Goal of the exercise
Restate the records so that not a single word differs.

Dataset entries
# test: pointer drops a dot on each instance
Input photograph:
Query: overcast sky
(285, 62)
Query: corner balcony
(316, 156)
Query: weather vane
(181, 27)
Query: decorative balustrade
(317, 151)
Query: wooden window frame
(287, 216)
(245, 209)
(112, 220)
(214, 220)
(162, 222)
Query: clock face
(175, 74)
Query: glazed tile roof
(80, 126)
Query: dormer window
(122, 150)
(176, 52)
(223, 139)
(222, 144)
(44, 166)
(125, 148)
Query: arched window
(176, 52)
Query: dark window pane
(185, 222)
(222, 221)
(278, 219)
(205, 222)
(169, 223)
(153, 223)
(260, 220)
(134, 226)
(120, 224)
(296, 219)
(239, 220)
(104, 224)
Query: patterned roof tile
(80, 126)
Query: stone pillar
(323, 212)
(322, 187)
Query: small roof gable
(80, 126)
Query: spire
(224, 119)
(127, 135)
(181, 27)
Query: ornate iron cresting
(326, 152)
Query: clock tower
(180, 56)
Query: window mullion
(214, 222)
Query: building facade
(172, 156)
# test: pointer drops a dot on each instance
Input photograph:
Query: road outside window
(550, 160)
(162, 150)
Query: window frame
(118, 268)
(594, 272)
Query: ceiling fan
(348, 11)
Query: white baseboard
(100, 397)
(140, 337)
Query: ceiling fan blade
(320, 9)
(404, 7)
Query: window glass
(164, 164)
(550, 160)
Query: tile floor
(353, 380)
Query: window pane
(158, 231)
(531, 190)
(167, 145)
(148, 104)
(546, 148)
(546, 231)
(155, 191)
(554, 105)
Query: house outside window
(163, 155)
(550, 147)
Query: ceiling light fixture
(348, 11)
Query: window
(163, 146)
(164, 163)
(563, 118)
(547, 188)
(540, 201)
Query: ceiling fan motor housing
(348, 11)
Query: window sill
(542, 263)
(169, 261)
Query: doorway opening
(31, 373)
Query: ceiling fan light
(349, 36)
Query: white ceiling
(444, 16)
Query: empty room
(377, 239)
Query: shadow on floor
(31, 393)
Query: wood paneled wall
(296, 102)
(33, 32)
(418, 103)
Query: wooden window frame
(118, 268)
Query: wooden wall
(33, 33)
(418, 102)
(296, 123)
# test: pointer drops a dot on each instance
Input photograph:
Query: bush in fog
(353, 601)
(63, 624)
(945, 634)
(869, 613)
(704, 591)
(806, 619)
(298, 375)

Worked solution
# test: pointer drops a dot on each instance
Input photograph:
Query: overcast sky
(285, 62)
Query: corner balcony
(316, 156)
Query: weather vane
(181, 27)
Query: decorative balustrade
(317, 151)
Query: wooden window frame
(287, 216)
(245, 209)
(112, 220)
(214, 220)
(162, 222)
Query: clock face
(175, 74)
Query: glazed tile roof
(80, 126)
Query: dormer window
(122, 150)
(176, 52)
(223, 139)
(222, 144)
(44, 166)
(125, 148)
Query: arched window
(176, 52)
Query: dark window pane
(185, 222)
(222, 221)
(278, 219)
(205, 222)
(169, 223)
(153, 223)
(260, 220)
(134, 226)
(120, 224)
(296, 219)
(239, 220)
(104, 224)
Query: patterned roof tile
(80, 126)
Query: stone pillar
(323, 212)
(322, 187)
Query: small roof gable
(80, 126)
Query: spire
(224, 119)
(127, 135)
(181, 27)
Query: ornate iron cresting
(326, 152)
Query: clock tower
(180, 56)
Query: window mullion
(214, 222)
Query: building facade
(172, 156)
# test: pointer drops a dot on each instance
Input photograph:
Query: road outside window
(550, 160)
(162, 150)
Query: window frame
(118, 268)
(594, 272)
Query: ceiling fan
(348, 11)
Query: white baseboard
(100, 397)
(140, 337)
Query: ceiling fan blade
(320, 9)
(404, 7)
Query: window glass
(164, 164)
(550, 160)
Query: tile floor
(353, 380)
Query: window pane
(158, 231)
(531, 190)
(167, 145)
(148, 104)
(546, 148)
(546, 231)
(155, 191)
(554, 105)
Query: house outside window
(163, 155)
(550, 147)
Query: ceiling light fixture
(348, 11)
Query: window
(163, 146)
(164, 163)
(563, 118)
(547, 188)
(540, 201)
Query: ceiling fan motor housing
(348, 11)
Query: window sill
(542, 263)
(169, 261)
Query: doorway opening
(31, 373)
Query: ceiling fan light
(349, 36)
Query: white ceiling
(444, 16)
Query: empty room
(377, 239)
Query: shadow on floor
(31, 393)
Query: wood paneled wall
(296, 102)
(33, 32)
(418, 103)
Query: wooden window frame
(118, 268)
Query: wooden wall
(33, 33)
(418, 102)
(296, 123)
# test: pointer drops a dot on each instance
Input photograph:
Query: bush in fog
(353, 601)
(63, 624)
(945, 634)
(869, 613)
(704, 591)
(806, 619)
(298, 375)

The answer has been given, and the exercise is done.